TEXT SECTION:
=== Section Start ===

Santoronomics — A Mixed Report Card

Rick Santorum is magnificently right about tripling the individual tax credit, and doubly right to warn about demographic winter in America. But he’s wrong to propose a special tax break for manufacturing. As an admirer of Santorum, I offer some friendly criticism.

It’s encouraging that Rick Santorum emerged as the leading conservative alternative to Mitt Romney. Unlike the mercurial Newt Gingrich, a man whose contributions to political life are manifold but who is temperamentally unsuited to the presidency, Santorum is a truly nice guy. And as my one-time mentor Jude Wanniski liked to say, the American people want a nice guy in the world’s most powerful office. As a prominent Orthodox rabbi of my acquaintance put it, it says something about American faith that the frontrunners are, respectively, a devout Mormon and a devout Catholic, and exemplary husbands and fathers.

Full disclosure: I have contributed to both Romney’s and Santorum’s campaigns, to the former because I think Romney is the best man to face Barack Obama in the general election, and to Rick Santorum because I like him.

=== Section End ===

DATA:
=== Section Start ===

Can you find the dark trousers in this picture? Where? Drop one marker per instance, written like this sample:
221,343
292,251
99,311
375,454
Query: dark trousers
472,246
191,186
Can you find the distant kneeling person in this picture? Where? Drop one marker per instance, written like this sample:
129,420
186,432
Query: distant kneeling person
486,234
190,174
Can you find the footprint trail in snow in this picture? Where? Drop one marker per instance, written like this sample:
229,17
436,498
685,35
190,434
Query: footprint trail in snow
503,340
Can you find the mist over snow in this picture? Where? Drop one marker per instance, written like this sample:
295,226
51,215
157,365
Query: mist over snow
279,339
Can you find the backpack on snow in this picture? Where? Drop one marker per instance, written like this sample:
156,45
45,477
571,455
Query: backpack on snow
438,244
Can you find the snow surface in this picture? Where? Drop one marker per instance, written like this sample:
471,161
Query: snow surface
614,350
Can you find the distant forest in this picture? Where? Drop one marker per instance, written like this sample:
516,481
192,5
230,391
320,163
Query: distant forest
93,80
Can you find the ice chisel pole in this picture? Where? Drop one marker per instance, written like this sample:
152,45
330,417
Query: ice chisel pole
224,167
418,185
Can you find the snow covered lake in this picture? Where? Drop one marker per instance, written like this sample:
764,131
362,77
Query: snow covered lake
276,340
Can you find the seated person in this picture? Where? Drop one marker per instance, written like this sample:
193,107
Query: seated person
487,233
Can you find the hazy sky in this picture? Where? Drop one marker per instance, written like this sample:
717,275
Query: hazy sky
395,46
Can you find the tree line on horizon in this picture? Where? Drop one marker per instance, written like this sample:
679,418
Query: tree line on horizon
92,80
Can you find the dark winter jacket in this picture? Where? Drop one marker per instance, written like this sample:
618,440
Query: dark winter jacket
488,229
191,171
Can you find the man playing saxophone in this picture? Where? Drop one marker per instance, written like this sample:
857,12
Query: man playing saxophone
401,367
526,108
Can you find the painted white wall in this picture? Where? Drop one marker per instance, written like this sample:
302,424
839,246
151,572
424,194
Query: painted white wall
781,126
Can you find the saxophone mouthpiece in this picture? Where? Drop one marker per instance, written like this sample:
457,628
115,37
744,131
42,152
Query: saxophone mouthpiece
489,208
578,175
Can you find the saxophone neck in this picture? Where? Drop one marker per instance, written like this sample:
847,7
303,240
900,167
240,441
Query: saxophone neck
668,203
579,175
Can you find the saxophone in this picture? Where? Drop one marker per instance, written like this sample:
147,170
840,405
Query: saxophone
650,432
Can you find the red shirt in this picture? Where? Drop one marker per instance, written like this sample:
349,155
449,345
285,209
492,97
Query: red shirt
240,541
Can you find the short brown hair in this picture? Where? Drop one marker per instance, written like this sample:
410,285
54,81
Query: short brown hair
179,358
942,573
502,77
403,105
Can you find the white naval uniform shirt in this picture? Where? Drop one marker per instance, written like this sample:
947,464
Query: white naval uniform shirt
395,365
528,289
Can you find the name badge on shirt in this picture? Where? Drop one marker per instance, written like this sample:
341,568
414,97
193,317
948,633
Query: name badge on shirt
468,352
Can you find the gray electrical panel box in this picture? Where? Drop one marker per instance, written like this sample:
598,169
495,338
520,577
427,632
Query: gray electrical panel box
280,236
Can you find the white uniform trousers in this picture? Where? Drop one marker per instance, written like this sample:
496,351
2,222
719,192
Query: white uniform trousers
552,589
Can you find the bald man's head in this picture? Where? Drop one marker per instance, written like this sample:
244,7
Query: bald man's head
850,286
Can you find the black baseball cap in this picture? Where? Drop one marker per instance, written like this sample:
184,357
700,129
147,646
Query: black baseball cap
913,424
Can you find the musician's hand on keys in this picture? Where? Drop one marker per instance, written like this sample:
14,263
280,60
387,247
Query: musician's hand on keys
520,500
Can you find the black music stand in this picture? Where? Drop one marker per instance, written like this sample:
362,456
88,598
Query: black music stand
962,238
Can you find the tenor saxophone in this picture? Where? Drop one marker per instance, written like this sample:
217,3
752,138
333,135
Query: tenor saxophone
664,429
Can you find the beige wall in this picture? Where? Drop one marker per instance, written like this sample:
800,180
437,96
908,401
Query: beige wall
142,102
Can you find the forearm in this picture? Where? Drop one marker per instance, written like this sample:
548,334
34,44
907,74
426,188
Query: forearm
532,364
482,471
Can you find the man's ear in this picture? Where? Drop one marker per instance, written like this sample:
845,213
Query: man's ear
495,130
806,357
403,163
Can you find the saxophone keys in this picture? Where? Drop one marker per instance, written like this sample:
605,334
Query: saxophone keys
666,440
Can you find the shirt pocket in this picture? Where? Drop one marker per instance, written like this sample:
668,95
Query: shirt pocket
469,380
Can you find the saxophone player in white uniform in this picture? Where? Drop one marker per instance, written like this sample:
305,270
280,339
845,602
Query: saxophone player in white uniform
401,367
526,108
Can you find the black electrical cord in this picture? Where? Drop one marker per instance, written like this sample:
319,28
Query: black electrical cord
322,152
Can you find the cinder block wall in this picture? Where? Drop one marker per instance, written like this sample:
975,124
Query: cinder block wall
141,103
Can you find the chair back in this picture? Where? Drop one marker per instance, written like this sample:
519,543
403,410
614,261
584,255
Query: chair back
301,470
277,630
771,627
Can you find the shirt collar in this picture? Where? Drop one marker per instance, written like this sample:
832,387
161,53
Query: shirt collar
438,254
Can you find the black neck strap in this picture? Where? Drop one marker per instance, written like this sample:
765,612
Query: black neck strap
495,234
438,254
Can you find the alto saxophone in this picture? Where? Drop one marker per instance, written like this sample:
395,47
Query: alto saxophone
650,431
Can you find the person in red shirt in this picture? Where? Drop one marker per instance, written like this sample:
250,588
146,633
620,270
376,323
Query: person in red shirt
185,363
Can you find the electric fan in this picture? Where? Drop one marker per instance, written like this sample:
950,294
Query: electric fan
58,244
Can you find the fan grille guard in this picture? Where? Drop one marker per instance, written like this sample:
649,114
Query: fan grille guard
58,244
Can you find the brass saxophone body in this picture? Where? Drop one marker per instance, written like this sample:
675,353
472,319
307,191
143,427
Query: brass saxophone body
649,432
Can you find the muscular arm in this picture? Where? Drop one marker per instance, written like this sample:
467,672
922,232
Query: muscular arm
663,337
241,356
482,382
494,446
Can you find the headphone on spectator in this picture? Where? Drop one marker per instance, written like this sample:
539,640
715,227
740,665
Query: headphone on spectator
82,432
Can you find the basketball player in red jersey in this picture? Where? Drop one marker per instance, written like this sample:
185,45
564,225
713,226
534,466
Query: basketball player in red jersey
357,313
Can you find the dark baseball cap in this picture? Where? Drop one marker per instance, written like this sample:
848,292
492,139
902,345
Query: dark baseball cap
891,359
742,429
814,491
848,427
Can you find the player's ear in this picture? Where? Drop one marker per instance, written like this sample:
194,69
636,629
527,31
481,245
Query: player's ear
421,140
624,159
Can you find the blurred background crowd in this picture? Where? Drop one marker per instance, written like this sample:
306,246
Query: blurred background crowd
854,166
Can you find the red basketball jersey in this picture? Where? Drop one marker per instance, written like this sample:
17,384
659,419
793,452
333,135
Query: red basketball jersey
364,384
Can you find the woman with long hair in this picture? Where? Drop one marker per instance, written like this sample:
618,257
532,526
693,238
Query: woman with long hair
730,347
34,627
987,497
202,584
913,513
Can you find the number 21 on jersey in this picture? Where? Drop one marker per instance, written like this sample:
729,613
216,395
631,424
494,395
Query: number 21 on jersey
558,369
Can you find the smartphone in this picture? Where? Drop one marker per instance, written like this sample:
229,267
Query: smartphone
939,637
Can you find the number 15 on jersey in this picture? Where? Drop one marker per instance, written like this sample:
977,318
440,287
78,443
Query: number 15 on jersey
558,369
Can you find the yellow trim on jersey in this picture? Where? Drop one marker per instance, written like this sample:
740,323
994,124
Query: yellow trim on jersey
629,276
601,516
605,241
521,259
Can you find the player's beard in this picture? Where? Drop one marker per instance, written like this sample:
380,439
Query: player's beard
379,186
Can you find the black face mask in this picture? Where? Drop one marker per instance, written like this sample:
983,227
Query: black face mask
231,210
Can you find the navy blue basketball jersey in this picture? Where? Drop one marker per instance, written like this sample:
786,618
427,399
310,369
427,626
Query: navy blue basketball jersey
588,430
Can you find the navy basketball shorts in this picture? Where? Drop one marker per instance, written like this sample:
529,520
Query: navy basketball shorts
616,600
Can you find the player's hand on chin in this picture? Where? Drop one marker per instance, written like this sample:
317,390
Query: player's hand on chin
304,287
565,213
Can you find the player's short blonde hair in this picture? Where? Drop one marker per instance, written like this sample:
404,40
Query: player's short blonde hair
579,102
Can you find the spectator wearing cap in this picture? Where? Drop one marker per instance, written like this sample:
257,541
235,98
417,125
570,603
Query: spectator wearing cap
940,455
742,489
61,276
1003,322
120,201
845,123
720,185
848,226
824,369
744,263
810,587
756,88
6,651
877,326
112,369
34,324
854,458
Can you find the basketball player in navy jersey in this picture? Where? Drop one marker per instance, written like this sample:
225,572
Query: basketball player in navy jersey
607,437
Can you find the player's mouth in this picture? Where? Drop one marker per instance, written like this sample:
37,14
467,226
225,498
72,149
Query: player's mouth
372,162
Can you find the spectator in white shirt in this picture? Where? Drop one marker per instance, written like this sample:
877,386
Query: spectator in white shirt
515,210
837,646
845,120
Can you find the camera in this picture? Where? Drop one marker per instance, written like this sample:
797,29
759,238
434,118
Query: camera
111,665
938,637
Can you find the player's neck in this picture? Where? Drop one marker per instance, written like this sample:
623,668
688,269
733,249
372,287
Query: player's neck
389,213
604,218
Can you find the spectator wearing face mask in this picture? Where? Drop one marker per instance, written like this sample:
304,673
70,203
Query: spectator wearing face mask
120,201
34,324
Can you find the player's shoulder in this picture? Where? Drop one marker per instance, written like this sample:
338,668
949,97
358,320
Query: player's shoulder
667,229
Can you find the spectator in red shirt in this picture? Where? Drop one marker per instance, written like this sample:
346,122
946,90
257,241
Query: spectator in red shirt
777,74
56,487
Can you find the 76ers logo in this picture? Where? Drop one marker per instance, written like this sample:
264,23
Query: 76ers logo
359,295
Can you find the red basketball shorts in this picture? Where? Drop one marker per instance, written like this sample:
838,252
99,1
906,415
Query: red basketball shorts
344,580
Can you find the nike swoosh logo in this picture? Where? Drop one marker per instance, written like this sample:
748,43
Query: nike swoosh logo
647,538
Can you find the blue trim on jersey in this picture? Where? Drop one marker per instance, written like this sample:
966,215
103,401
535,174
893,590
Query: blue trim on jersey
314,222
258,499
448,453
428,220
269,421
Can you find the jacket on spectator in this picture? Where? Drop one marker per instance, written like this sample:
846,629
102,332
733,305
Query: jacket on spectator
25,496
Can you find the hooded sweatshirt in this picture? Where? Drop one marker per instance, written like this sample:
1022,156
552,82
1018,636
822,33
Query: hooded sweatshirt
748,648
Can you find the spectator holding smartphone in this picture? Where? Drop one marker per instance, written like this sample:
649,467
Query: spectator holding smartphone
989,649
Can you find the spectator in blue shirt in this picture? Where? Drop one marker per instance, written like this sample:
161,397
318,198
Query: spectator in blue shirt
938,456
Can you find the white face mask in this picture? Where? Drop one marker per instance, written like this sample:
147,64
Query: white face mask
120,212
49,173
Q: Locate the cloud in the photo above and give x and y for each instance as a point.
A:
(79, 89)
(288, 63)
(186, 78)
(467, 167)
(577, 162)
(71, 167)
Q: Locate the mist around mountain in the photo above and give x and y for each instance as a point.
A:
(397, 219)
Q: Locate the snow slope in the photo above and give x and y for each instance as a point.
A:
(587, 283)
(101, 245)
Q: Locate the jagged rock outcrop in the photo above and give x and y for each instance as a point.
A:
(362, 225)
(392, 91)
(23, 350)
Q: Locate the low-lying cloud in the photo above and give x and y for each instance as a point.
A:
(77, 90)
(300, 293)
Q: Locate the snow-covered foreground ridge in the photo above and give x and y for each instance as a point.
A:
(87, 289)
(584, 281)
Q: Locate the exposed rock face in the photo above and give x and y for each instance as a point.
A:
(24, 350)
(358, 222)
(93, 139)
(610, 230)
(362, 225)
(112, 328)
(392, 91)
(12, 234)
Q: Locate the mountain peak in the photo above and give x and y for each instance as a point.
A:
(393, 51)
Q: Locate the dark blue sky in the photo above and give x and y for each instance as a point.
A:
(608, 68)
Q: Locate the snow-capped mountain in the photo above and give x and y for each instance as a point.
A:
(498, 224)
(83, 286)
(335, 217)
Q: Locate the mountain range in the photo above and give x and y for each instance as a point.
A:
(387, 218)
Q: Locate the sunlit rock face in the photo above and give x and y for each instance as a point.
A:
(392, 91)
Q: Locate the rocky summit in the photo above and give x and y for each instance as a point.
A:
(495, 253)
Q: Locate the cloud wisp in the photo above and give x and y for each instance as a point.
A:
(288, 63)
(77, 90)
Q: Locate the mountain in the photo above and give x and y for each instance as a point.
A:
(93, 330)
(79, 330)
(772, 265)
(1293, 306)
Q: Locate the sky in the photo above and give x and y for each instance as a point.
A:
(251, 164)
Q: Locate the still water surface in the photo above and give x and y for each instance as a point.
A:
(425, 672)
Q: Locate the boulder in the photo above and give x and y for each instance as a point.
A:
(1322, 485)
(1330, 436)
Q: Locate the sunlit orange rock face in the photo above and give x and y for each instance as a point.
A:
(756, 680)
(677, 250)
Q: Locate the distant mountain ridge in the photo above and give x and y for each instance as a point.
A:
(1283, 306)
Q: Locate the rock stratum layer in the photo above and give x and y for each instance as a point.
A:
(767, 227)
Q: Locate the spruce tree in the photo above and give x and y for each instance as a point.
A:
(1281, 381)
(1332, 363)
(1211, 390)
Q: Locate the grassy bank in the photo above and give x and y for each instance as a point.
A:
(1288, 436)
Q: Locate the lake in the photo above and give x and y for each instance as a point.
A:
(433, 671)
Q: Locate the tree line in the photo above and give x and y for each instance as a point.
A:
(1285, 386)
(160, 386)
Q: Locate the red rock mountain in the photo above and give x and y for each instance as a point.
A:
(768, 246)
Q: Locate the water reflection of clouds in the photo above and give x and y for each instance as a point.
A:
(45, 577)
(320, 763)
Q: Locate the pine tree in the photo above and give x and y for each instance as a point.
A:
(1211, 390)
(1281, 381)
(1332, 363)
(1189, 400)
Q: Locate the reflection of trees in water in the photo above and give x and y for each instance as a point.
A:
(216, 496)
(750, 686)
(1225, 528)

=== Section End ===

DIRECTIONS: Translate this sentence from the piece on Rick Santorum into Spanish: "But he's wrong to propose a special tax break for manufacturing."

OUTPUT OF THE TASK: Pero se equivoca al proponer una exención fiscal especial para la manufactura.